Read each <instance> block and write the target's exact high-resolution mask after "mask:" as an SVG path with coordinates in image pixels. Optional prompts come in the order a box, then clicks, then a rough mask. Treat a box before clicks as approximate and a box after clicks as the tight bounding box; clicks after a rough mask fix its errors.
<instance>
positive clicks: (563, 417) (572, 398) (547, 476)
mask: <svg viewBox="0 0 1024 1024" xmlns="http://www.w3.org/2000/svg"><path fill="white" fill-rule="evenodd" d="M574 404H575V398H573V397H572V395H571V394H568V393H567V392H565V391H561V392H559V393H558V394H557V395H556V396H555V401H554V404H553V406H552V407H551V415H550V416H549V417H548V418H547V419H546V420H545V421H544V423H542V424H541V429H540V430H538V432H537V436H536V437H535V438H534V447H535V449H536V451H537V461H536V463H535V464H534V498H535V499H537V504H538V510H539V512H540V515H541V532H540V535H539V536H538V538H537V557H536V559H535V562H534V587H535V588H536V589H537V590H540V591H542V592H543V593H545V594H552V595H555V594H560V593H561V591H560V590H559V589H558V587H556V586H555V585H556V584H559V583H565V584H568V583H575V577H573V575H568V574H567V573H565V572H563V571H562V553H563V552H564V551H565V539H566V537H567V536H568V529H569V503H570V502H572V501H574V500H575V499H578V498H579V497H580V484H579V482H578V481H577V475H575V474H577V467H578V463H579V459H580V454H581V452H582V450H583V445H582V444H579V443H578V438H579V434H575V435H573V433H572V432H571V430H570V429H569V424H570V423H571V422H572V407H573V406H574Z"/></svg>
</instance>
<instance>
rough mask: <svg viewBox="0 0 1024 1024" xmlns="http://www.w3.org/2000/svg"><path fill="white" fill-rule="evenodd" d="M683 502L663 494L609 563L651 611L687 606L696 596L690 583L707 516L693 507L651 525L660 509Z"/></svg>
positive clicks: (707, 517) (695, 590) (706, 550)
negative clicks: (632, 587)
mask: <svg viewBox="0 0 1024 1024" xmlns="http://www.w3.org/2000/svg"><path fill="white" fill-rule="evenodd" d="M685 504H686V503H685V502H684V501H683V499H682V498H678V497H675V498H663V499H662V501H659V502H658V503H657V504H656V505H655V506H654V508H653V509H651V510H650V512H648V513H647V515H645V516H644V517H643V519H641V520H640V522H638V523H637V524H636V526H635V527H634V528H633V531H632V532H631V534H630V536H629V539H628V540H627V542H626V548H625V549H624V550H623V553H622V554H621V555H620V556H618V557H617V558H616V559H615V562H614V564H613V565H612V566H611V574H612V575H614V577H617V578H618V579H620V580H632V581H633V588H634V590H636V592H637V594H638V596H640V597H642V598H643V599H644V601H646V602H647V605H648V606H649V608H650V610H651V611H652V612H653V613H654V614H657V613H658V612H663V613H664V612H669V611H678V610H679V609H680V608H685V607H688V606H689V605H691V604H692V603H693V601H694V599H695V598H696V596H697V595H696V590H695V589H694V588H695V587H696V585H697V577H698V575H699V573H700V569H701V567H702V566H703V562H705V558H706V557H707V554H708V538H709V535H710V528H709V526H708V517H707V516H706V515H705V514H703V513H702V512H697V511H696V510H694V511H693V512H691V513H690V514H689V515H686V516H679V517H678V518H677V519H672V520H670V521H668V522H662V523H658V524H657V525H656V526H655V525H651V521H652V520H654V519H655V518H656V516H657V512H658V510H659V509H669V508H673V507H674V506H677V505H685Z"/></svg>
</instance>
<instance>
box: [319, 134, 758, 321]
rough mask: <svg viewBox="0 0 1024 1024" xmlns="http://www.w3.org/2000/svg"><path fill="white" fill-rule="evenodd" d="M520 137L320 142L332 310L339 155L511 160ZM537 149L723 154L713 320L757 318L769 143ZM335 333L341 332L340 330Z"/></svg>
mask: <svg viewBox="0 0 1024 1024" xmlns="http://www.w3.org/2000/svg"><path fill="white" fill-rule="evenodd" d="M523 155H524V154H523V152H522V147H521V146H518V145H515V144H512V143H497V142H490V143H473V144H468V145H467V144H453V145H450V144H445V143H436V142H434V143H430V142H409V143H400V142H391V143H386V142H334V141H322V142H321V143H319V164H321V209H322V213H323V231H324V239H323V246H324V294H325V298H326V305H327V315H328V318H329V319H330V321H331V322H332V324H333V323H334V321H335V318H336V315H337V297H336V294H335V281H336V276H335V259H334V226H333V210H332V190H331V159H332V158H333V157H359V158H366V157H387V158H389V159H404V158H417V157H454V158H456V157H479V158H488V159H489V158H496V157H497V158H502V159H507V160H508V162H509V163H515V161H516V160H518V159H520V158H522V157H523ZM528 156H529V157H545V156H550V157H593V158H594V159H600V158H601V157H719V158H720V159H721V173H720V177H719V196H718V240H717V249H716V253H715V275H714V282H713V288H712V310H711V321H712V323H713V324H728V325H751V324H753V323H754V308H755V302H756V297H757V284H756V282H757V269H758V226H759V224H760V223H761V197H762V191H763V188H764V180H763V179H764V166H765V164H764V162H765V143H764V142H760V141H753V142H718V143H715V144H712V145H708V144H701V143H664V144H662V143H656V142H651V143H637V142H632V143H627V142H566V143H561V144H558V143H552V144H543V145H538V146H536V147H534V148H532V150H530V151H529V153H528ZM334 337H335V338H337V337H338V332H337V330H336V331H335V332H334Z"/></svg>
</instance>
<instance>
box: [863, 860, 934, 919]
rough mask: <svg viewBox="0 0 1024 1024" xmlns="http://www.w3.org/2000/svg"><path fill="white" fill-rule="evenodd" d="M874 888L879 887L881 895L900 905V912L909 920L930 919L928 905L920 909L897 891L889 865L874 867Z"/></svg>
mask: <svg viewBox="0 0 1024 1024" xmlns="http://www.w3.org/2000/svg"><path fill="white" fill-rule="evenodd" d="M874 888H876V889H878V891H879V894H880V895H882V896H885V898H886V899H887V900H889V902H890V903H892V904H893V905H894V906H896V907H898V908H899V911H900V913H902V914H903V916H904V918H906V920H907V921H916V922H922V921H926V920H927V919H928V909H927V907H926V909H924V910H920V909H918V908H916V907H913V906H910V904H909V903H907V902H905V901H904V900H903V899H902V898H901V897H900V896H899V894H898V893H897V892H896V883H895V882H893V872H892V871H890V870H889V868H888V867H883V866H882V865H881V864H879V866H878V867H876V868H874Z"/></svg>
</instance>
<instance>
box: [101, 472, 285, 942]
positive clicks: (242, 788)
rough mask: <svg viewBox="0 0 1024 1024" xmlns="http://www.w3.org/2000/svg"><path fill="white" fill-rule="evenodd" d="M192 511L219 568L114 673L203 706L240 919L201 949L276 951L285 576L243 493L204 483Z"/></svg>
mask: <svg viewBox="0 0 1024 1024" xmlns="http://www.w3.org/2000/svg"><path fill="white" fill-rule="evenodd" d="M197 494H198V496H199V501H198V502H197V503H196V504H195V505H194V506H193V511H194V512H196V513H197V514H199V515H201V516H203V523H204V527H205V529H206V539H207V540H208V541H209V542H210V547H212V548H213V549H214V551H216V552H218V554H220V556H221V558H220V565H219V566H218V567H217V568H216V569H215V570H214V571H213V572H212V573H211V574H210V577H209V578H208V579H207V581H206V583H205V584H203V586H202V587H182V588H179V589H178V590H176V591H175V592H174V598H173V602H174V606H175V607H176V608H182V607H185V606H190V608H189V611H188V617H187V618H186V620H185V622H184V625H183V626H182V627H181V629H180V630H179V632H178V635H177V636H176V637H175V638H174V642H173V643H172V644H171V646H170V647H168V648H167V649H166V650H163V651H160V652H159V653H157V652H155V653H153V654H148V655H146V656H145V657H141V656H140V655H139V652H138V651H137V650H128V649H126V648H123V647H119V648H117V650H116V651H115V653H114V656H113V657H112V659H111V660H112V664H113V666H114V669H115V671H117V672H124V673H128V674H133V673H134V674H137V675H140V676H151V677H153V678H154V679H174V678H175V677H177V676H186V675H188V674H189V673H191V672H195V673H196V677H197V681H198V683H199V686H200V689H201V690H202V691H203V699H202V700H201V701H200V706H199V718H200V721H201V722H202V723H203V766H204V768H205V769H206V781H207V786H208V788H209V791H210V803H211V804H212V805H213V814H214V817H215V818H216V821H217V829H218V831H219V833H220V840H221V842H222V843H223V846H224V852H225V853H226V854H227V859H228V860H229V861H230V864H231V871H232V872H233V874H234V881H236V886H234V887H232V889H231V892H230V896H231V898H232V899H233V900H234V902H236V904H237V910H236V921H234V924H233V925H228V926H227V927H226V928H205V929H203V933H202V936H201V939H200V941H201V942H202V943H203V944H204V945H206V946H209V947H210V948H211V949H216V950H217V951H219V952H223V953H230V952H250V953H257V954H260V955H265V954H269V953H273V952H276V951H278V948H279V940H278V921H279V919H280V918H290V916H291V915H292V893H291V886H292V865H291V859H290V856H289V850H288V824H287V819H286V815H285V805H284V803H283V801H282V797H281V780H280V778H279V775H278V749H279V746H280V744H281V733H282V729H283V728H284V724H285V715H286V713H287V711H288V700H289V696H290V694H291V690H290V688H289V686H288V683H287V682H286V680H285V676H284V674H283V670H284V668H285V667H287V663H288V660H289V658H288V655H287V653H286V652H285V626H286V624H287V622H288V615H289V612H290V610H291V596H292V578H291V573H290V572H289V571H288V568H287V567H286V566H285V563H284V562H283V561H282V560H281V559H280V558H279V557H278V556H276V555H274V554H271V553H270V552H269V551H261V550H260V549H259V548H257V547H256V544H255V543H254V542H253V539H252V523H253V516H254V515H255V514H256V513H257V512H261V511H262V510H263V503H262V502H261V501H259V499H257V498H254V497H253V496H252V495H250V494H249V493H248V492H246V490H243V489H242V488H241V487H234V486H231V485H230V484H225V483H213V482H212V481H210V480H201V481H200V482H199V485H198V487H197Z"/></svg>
━━━━━━━━━━
What you should output is every line of the records above, from the first through the line containing "positive clicks: (707, 517)", unchanged.

### WRITTEN REPLY:
Read each <instance> block and write the target's exact high-resolution mask after "mask:" as an SVG path with coordinates in image pixels. Optional prompts come in the order a box, then clicks, then a rough mask. Treat a box before clicks as approximate and a box after clicks as the tight bounding box; clicks after a rough mask fix its errors.
<instance>
positive clicks: (563, 417) (572, 398) (547, 476)
mask: <svg viewBox="0 0 1024 1024" xmlns="http://www.w3.org/2000/svg"><path fill="white" fill-rule="evenodd" d="M574 404H575V398H573V397H572V395H571V394H568V393H567V392H565V391H561V392H559V393H558V394H557V395H556V396H555V401H554V404H553V406H552V407H551V415H550V416H549V417H548V418H547V419H546V420H545V421H544V423H542V424H541V429H540V430H538V432H537V436H536V437H535V438H534V447H535V449H536V451H537V461H536V463H535V464H534V498H535V499H537V504H538V510H539V512H540V515H541V532H540V535H539V536H538V538H537V557H536V559H535V562H534V587H535V588H536V589H537V590H540V591H542V592H543V593H545V594H552V595H555V594H560V593H561V591H560V590H559V589H558V587H556V586H555V585H556V584H559V583H565V584H568V583H575V577H573V575H568V574H567V573H565V572H563V571H562V553H563V552H564V551H565V539H566V537H567V536H568V529H569V503H570V502H572V501H574V500H575V499H578V498H579V497H580V484H579V482H578V481H577V475H575V474H577V467H578V463H579V459H580V454H581V452H582V450H583V445H582V444H579V443H578V438H579V434H575V435H573V433H572V432H571V430H570V429H569V424H570V423H571V422H572V407H573V406H574Z"/></svg>
</instance>
<instance>
rough mask: <svg viewBox="0 0 1024 1024" xmlns="http://www.w3.org/2000/svg"><path fill="white" fill-rule="evenodd" d="M683 502L663 494L609 563L651 611L687 606L696 596L690 583L707 516L693 507L651 525L660 509Z"/></svg>
positive clicks: (707, 517) (695, 590) (706, 550)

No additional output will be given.